### DATA PROVIDED

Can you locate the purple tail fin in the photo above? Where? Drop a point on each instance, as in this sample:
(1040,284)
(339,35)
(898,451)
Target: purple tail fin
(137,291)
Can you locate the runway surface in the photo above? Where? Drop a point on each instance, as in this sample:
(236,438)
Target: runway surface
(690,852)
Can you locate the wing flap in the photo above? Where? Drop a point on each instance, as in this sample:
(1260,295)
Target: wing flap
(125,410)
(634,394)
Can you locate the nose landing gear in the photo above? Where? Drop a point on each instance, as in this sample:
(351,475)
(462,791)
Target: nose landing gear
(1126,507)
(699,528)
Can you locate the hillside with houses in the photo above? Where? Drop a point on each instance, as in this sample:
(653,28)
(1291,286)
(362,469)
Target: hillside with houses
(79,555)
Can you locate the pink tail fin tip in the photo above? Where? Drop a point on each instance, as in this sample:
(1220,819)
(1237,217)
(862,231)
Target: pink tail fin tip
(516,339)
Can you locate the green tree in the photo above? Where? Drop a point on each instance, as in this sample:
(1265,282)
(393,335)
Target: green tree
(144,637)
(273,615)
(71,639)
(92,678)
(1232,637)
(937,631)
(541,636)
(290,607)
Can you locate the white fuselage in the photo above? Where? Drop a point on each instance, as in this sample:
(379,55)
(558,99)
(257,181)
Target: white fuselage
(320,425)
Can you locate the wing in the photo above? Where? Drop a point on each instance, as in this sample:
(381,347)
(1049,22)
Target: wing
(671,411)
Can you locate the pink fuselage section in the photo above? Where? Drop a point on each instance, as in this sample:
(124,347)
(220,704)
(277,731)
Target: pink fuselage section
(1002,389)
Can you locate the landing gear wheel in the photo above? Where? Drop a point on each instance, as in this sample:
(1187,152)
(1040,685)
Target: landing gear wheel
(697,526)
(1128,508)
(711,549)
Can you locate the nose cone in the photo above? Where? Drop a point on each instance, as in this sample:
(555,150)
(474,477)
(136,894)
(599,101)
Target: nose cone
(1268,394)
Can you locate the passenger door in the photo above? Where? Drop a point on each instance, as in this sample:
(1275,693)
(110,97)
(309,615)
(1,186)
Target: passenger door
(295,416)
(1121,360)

######

ASSIGNMENT: Copy out the whole listing, word for word.

RESPONSE TO THIS EXERCISE:
Can you locate the purple tail fin in the photo above? Where? Drop a point on each instance, as in this sample:
(1040,284)
(339,35)
(898,451)
Target: purple tail fin
(137,291)
Can you locate the runway surface in the photo above? Where? Drop a point on each instance, as in this sample:
(236,438)
Target: runway surface
(690,852)
Can you locate the wing flap in the photo above? Where? Drop a point on each instance, as in this sample:
(1260,295)
Target: wing flap
(125,410)
(634,394)
Can you locate the nose landing gear in the photo above? Where? Drop a point on each instance, as in this sample:
(351,475)
(462,791)
Target: nose landing gear
(1126,507)
(699,528)
Can you locate the hillside with houses in the photo above? Where? Drop a point on each instance, as in this sample:
(653,28)
(1291,286)
(362,469)
Target: hillside with houses
(79,555)
Can you locate the pink tail fin tip in the photo above? Where? Drop a point on each instance, as in this sample:
(1220,819)
(1237,217)
(862,231)
Target: pink tail fin tip
(516,339)
Can you locate the green tree in the photo above? Where? Drop a point on each instance, as in this sample:
(1265,282)
(393,335)
Target: green tree
(144,637)
(273,615)
(71,639)
(92,678)
(1232,637)
(937,631)
(541,636)
(290,607)
Can you locate the white fuselage in the photo above? Where? Drop a point on each instance, as in this sample:
(379,55)
(558,99)
(257,181)
Target: white fuselage
(320,425)
Can you locate the wing in the photo above? Where? Drop a point on each instance, as in this sample:
(381,347)
(1049,22)
Target: wing
(671,411)
Can you locate the pink fuselage section in the photo above? Where? Drop a point on each instance, as in this sample:
(124,347)
(220,704)
(277,731)
Target: pink fuselage section
(1002,389)
Can you locate the landing gear wheel in the photo above? Where? Drop a point on each instance, as in this sample:
(1187,152)
(1040,685)
Target: landing gear wheel
(697,526)
(1128,508)
(711,549)
Can you locate the nose cone in the photo above? Where? Drop a point on each instance, as in this sample:
(555,150)
(474,477)
(136,894)
(599,101)
Target: nose cone
(1268,394)
Can you locate the passenger door in the photo above? Where? Drop a point on each instance, as in this sample:
(1275,693)
(110,97)
(309,615)
(1,186)
Target: passenger door
(295,416)
(1121,360)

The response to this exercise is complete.